╭─ Given text

I VERY much dislike such webpages where there is no information what it is. Stop assuming some knowledge and start of the webpage with a two line description of what the project is.


The name of the project tells you what it does. If you don't understand from the name of the project, you'll certainly have no use for it.


It's a hash container, right? I do have a use for it, but it took some serious investigation to find out anything about it. The poster you replied to was spot on.


Come on, there's even a Wikipedia page for it: http://en.wikipedia.org/wiki/MurmurHash


If someone manages to port the 64-bit version to Java (which probably requires some JNI or JNA work), I would be very happy.


I just ported it to Java. It took me five minutes.

It's 40 lines of C++, most of which are of the `k *= m;` variety. You literally paste in the C++, fix the type declarations, and replace the point increment looping with standard indexed array iteration. Remember to replace `const` with `final` and you're done.

Using JNI for a high-speed hash function makes only slightly more sense than putting a SOAP interface on it.

╰─
╭─ Entries shown

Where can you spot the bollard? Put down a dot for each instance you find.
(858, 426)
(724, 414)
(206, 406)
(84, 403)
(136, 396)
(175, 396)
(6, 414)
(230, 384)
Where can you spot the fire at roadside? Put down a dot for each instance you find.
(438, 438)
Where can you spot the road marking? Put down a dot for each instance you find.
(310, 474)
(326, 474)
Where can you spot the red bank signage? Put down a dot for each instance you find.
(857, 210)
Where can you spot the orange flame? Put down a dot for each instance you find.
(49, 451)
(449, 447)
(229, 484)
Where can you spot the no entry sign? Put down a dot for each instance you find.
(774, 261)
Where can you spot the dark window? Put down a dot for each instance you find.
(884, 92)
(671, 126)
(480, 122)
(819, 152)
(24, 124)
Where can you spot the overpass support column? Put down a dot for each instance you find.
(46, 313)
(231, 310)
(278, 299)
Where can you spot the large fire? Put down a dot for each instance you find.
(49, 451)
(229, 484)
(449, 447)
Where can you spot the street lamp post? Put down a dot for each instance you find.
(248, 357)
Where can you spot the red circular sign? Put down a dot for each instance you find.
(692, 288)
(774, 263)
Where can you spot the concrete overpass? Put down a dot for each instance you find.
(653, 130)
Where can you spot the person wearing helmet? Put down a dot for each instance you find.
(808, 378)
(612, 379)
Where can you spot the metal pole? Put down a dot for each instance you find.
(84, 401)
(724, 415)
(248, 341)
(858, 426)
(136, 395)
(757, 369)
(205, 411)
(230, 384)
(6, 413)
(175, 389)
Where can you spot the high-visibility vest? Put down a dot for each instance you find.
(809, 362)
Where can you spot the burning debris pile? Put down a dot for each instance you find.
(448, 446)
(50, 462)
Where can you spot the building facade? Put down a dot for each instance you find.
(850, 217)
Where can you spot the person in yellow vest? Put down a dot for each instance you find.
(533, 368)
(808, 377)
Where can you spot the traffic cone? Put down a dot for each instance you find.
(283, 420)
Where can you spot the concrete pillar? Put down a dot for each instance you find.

╰─
╭─ Entries shown

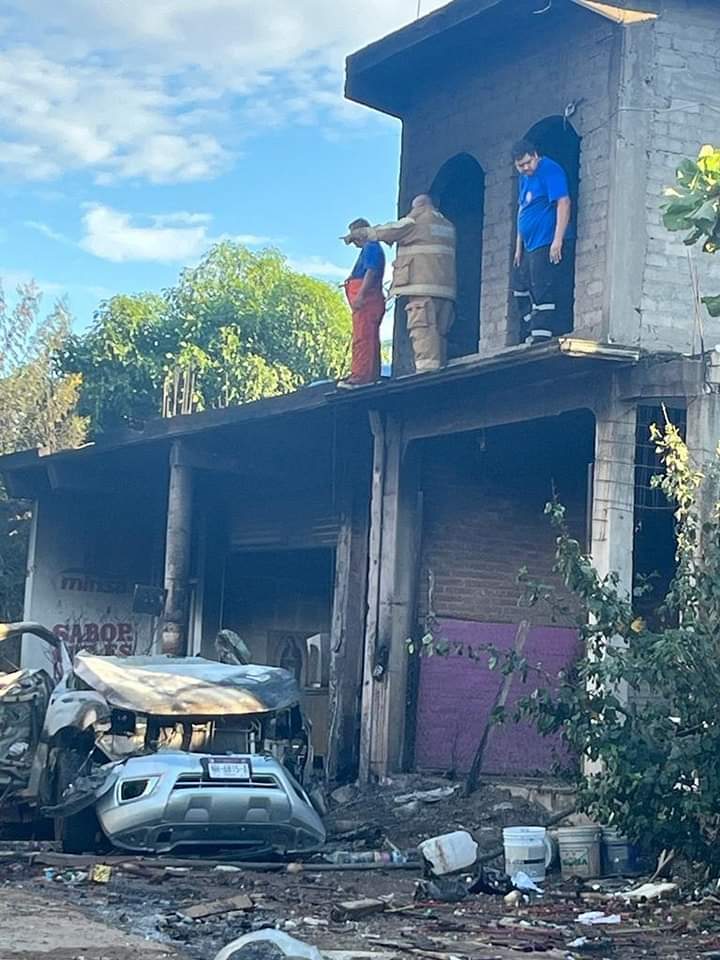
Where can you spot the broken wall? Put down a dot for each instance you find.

╰─

▶ [Written task]:
Pick up the MurmurHash discussion thread after its last comment and write what comes next. The records were taken from a different source than the MurmurHash thread.

▶ [Result of the exercise]:
Yes, and those "k = m" lines are the problem! Those assume unsigned* types! And 64-bit integers! Those multiplications and other operations are all wrong!

You didn't port this to Java, you ported a broken algorithm to Java. Way to go, though.


Sorry, not 64-bit integers but you get my drift.


What puzzled me here was that it took so many years for someone to optimize this. I looked at the code and dug around for 'barrel shifters'.

Funnily enough, this page http://answers.google.com/answers/threadview?id=388350 says that in 1986 both the i386 and 68030 came with one, but it was missing from the Pentium 4.


I doubt the Pentium 4 had no barrel shifter, as its shift instructions have single-cycle latency. It does seem, however, that the Prescott can do rotate instructions in one cycle while the Northwood took 4 (thanks, Mubench!).